[What to do] List every line in the material below that contains the word "capped". Case counts, so only lines with that exact capitalization qualify.

[Records provided]
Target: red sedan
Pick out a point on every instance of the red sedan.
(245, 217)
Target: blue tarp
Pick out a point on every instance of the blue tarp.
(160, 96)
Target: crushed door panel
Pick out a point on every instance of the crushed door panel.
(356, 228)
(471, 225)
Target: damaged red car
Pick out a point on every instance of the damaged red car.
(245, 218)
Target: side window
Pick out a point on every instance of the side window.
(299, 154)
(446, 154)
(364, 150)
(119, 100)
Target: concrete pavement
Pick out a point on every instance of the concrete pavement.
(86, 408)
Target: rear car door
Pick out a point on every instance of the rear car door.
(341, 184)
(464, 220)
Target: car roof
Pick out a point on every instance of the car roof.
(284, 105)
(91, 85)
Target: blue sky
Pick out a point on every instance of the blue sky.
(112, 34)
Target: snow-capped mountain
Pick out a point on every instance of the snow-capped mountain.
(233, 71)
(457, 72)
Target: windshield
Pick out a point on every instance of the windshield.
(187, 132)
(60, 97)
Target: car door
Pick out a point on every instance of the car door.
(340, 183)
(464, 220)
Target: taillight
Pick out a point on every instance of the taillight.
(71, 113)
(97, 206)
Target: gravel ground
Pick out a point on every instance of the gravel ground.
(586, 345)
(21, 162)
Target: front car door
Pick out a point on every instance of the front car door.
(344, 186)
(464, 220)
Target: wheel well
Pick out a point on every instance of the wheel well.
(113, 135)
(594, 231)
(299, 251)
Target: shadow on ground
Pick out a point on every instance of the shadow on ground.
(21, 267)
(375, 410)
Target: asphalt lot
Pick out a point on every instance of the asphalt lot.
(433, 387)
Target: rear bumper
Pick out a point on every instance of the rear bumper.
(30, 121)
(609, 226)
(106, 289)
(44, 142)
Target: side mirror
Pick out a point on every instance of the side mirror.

* * *

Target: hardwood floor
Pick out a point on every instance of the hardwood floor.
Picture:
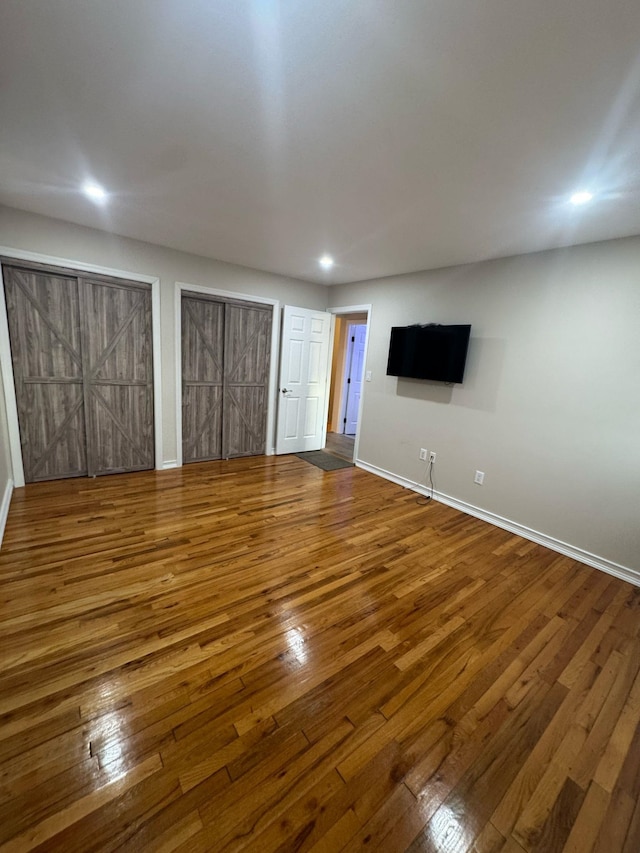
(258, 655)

==

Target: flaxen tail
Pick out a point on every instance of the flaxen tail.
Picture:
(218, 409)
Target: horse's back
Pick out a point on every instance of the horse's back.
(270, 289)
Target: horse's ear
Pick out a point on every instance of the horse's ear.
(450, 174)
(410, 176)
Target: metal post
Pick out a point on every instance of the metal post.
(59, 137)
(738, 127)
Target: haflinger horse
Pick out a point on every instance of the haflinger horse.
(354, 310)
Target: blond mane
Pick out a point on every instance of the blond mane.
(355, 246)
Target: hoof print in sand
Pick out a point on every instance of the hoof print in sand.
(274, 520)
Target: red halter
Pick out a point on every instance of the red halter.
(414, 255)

[Task answer]
Target: snow-capped mountain
Pick out a point on every instance of the snow-capped mountain.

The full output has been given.